__Given instruction__. Give the rows below as a two-column CSV with the headers "request" and "answer". Put each row on its own line, with its text and its answer each in one quoted field, line breaks turned into spaces, and pictures left out.

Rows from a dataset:
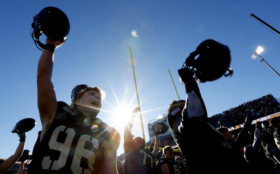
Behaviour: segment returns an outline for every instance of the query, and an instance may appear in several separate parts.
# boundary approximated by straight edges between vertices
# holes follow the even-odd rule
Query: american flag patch
[[[174,110],[173,110],[172,112],[171,112],[171,114],[172,114],[172,115],[174,116],[175,114],[177,114],[178,112],[182,110],[180,108],[176,108]]]

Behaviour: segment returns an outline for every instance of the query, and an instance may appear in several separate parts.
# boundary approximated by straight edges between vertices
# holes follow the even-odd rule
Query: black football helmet
[[[31,130],[35,127],[36,123],[36,121],[33,118],[23,119],[17,123],[12,132],[18,134],[20,133],[25,133]]]
[[[30,151],[28,150],[25,150],[22,152],[21,157],[18,160],[18,161],[22,162],[27,160],[30,156]]]
[[[70,31],[70,23],[67,16],[59,9],[54,7],[46,7],[33,18],[31,24],[33,30],[30,34],[39,50],[42,51],[45,47],[45,44],[39,40],[42,33],[51,40],[66,40]]]
[[[163,122],[158,122],[153,125],[151,127],[151,129],[152,132],[155,132],[159,135],[163,134],[168,130],[168,127]]]
[[[88,87],[89,87],[89,86],[86,85],[76,85],[73,88],[73,89],[72,89],[72,92],[71,92],[71,101],[72,101],[71,105],[72,106],[75,107],[76,107],[76,101],[78,99],[79,93],[81,91],[86,89]]]
[[[225,77],[232,75],[233,71],[230,67],[231,57],[228,47],[212,39],[208,39],[200,44],[196,51],[190,54],[182,69],[190,72],[198,82],[213,81],[223,75]],[[228,73],[226,74],[227,71]]]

__Complete response__.
request,answer
"Behaviour: segment returns an outline for every instance of the query, and an instance may appear in several separate parts. # boundary approximated by straight edges between vertices # holes follow the even-odd rule Query: american flag patch","[[[174,110],[173,110],[172,112],[171,112],[171,114],[172,114],[172,115],[174,116],[175,114],[177,114],[178,112],[182,110],[180,108],[176,108]]]"
"Behaviour: segment returns an outline for every instance of the query, and an instance may appear in several separate parts. # boundary approximated by straight edges between vertices # holes follow the even-odd rule Query: black football helmet","[[[31,130],[35,127],[36,123],[36,121],[33,118],[23,119],[17,123],[12,132],[18,134],[20,133],[25,133]]] [[[30,151],[28,150],[25,150],[22,152],[21,157],[18,160],[18,161],[22,162],[27,160],[30,156]]] [[[70,31],[70,23],[67,16],[59,9],[54,7],[46,7],[33,18],[31,24],[33,30],[30,34],[39,50],[42,51],[45,47],[45,44],[39,40],[42,33],[51,40],[66,40]]] [[[163,122],[158,122],[153,125],[151,127],[151,129],[152,132],[155,132],[159,135],[163,134],[168,130],[168,127]]] [[[88,87],[89,87],[89,86],[86,85],[76,85],[73,88],[73,89],[72,89],[72,92],[71,92],[71,101],[72,101],[71,105],[72,106],[75,107],[76,107],[76,101],[78,99],[79,93],[81,91],[86,89]]] [[[225,77],[232,75],[233,71],[230,67],[231,57],[228,47],[212,39],[208,39],[200,44],[196,51],[190,54],[182,69],[190,72],[198,82],[213,81],[223,75]],[[228,73],[226,74],[227,71]]]"